• **GIVEN INSTRUCTION**
Copy every line of the data below word for word, leaving out the picture.

— begin ITEMS —

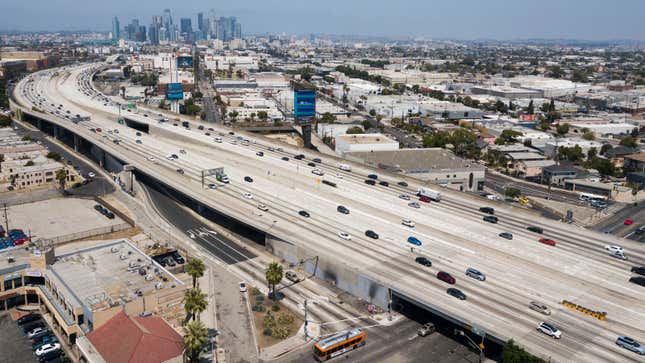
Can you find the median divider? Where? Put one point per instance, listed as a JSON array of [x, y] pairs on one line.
[[600, 315]]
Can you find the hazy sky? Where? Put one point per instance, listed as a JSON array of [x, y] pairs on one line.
[[463, 19]]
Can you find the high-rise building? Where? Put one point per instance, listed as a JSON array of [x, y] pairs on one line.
[[116, 28]]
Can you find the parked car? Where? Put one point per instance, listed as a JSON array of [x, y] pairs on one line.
[[446, 277], [456, 293], [549, 330]]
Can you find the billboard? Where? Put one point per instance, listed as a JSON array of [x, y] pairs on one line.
[[185, 61], [304, 104], [174, 92]]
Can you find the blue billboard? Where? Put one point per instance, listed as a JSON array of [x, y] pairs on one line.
[[174, 92], [304, 103], [184, 62]]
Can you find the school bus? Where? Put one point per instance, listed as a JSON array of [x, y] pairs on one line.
[[339, 343]]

— end ITEMS —

• **EXERCISE RESPONSE**
Can you find the median divider? Where? Put one point per instance, listed as a JSON array of [x, y] pairs on one line.
[[600, 315]]
Can you find the hazy sky? Where? Put one point per instance, listed as a JSON array of [x, y] pairs on one line.
[[463, 19]]
Can you find the high-rise building? Where? Put one point per instance, listed as a JSON array of [x, y] pairs on one line.
[[116, 28]]
Can you find the parked car? Where? Put one point per instance, listed as a JSON array of [x, y] pairs on one line.
[[446, 277], [456, 293], [549, 330]]
Can you find the billboard? Where? Put one point per instance, listed as a JSON array of [x, y] pairs on one line.
[[185, 61], [304, 104], [174, 92]]
Can you find the blue billboard? Where? Put one point per instance, listed as a JSON array of [x, y] pairs on one line.
[[174, 92], [304, 103], [184, 62]]
Can you find the school bus? Where? Put one point per instance, listed as a JSON array of [x, y] pairs on one line.
[[339, 343]]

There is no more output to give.